Repeat the listing below exactly.

----- Materials provided -----

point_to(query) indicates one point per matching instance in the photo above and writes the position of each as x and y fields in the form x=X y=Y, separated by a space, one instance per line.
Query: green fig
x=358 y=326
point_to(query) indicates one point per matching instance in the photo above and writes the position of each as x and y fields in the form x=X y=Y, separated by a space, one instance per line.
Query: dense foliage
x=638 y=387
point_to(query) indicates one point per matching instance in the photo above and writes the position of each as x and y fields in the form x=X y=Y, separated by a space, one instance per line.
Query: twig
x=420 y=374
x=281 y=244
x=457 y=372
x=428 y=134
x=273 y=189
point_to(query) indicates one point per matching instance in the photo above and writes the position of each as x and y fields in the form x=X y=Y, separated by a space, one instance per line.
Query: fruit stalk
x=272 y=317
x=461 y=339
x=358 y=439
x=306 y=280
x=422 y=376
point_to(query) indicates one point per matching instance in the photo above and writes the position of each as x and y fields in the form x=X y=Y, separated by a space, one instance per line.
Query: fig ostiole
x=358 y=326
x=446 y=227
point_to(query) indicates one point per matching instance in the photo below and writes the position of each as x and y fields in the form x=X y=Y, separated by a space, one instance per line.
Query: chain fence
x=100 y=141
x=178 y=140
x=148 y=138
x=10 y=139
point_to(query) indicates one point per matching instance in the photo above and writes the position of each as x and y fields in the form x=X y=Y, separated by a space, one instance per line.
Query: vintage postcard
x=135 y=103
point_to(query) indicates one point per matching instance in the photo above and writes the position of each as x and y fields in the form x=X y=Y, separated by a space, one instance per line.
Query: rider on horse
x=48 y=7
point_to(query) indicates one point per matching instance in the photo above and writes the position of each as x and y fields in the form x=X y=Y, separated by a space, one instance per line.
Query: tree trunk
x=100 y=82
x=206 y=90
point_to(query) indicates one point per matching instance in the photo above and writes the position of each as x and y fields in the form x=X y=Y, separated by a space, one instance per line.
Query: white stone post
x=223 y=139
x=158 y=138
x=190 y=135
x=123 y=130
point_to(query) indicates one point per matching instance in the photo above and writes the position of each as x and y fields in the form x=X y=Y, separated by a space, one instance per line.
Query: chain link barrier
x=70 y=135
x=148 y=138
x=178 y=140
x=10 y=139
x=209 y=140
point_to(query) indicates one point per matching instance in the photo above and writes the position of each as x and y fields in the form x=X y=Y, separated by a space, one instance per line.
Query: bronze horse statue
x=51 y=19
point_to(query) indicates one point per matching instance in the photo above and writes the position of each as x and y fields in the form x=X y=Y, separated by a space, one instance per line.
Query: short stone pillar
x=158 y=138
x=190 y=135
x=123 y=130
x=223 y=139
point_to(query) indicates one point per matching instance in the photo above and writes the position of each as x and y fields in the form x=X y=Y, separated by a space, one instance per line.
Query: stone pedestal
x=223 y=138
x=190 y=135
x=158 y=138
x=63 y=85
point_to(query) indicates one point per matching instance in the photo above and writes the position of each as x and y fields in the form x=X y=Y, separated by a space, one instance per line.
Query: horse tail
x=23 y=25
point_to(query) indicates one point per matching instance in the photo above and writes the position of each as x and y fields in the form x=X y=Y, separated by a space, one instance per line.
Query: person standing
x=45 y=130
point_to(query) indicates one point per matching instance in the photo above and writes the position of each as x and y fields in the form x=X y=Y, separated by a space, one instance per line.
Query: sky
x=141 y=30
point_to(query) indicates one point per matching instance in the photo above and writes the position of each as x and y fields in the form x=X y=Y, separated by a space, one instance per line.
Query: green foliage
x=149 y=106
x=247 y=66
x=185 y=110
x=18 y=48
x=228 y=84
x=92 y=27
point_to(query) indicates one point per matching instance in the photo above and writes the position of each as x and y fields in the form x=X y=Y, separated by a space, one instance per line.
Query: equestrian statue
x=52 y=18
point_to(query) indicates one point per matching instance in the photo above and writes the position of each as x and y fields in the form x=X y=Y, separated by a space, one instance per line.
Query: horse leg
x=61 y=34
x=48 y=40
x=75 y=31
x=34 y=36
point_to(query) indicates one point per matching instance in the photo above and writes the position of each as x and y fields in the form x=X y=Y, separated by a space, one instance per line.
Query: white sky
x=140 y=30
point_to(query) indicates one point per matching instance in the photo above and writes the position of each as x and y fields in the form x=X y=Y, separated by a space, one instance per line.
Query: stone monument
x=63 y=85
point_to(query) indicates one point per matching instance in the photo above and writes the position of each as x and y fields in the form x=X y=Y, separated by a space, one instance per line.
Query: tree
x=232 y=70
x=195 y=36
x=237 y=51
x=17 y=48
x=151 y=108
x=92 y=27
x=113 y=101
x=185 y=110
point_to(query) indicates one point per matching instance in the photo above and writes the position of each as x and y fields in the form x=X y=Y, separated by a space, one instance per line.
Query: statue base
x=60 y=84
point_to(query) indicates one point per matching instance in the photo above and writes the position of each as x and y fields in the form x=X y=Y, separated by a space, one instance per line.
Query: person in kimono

-----

_Response below_.
point_to(query) indicates one point per matching instance in the photo above and writes the position of each as x and y fields in the form x=X y=Y, separated by a space, one instance per line.
Query: green fig
x=358 y=326
point_to(query) indicates one point per matching instance in the photo above and writes the position of each as x and y fields in the form x=X y=Y, separated by a space, one instance per line.
Query: dense foliage
x=638 y=387
point_to(query) indicates one point per matching instance in the photo above and writes the position of each as x and y fields in the form x=X y=Y, separated by a space, one instance per line.
Query: twig
x=420 y=374
x=281 y=244
x=457 y=372
x=428 y=134
x=273 y=189
point_to(query) indicates one point per matching instance in the photo above and writes the position of each as x and y fields in the form x=X y=Y, separated by a space, one instance per line.
Query: fruit stalk
x=272 y=317
x=461 y=339
x=358 y=439
x=306 y=280
x=422 y=376
point_to(query) indicates one point per matching instance in the photo above and writes the position of each as x and y fields in the form x=X y=Y, separated by a space, one instance per line.
Query: fig ostiole
x=358 y=326
x=446 y=227
point_to(query) indicates one point per matching instance in the photo below and writes the position of each as x and y fields in the form x=X y=Y, separated by a space, one instance per line.
Query: chain fence
x=100 y=141
x=178 y=140
x=148 y=138
x=10 y=139
point_to(query) indicates one point per matching instance in the photo above and writes the position of each as x and y fields in the form x=X y=Y, separated by a space, one instance per line.
Query: vintage postcard
x=135 y=103
point_to(query) indicates one point per matching instance in the photo above and writes the position of each as x and y fields in the form x=X y=Y, separated by a space, one instance per line.
Query: rider on horse
x=48 y=7
point_to(query) indicates one point per matching instance in the photo above and writes the position of each as x and y fields in the form x=X y=Y, separated by a space, one instance per line.
Query: tree trunk
x=100 y=82
x=206 y=90
point_to(query) indicates one point per matching instance in the photo above and writes the position of each as x and y fields in the form x=X y=Y, separated by a space, one instance per line.
Query: white stone post
x=223 y=139
x=158 y=138
x=190 y=135
x=123 y=130
point_to(query) indicates one point per matching instance in the photo above and writes the position of each as x and y fields in the form x=X y=Y, separated by a space, one instance per line.
Query: chain link barrier
x=70 y=135
x=148 y=138
x=178 y=140
x=10 y=139
x=209 y=140
point_to(query) indicates one point per matching instance in the photo above and writes the position of each as x and y fields in the form x=X y=Y, separated by a space, one instance per line.
Query: bronze horse statue
x=51 y=19
point_to(query) indicates one point per matching instance in the photo above and writes the position of each as x and y fields in the form x=X y=Y, separated by a space, one instance per line.
Query: short stone pillar
x=158 y=138
x=190 y=135
x=123 y=130
x=223 y=139
point_to(query) indicates one point per matching instance in the photo above and writes the position of each as x and y fields in the form x=X y=Y, separated by a space, one instance per line.
Query: stone pedestal
x=223 y=138
x=190 y=135
x=158 y=138
x=63 y=85
point_to(query) indicates one point per matching instance in the photo above and writes the position of each as x and y fields in the form x=X y=Y, separated by a space, one instance per line.
Query: horse tail
x=23 y=25
point_to(query) indicates one point per matching instance in the photo above and writes the position of each as x and y fields in the form x=X y=Y, separated by a space, one instance per line.
Query: person standing
x=45 y=130
point_to(query) indicates one point per matching instance in the photo above and writes the position of each as x and y fields in the form x=X y=Y, separated by a space, one instance per line.
Query: sky
x=141 y=30
point_to(query) indicates one point per matching instance in the photo above and writes the position of each as x and y fields in the form x=X y=Y, separated by a space, one instance per line.
Query: green foliage
x=149 y=106
x=247 y=66
x=185 y=110
x=18 y=48
x=228 y=84
x=92 y=27
point_to(query) indicates one point per matching instance in the photo above and writes the position of each as x and y fields in the form x=X y=Y, separated by a space, one instance per line.
Query: equestrian statue
x=52 y=18
point_to(query) indicates one point per matching instance in the photo above and writes the position of each as x and y fields in the form x=X y=Y, separated by a space, one instance per line.
Query: horse leg
x=61 y=34
x=48 y=40
x=75 y=31
x=34 y=36
point_to(query) indicates one point per matching instance in the photo above and writes the position of each as x and y fields in the form x=X y=Y, separated by a space, one instance per line.
Query: white sky
x=140 y=30
point_to(query) indicates one point per matching instance in the photo above and writes the position of each as x and y fields in the form x=X y=Y, separated by a space, one instance per line.
Query: stone monument
x=63 y=85
point_to(query) indicates one point per matching instance in the photo above and writes the position of each as x and y fields in the form x=X y=Y, separated by a space, one instance per line.
Query: tree
x=232 y=70
x=195 y=36
x=237 y=51
x=17 y=48
x=151 y=108
x=92 y=27
x=113 y=101
x=185 y=110
point_to(query) indicates one point per matching instance in the photo above and writes the position of each as x and y fields in the form x=X y=Y, separated by a space, one instance per line.
Query: statue base
x=60 y=84
point_to(query) indicates one point per matching instance in the photo above and writes the position of each as x and y fields in the form x=X y=Y, separated by a space, one instance per line.
Query: person in kimono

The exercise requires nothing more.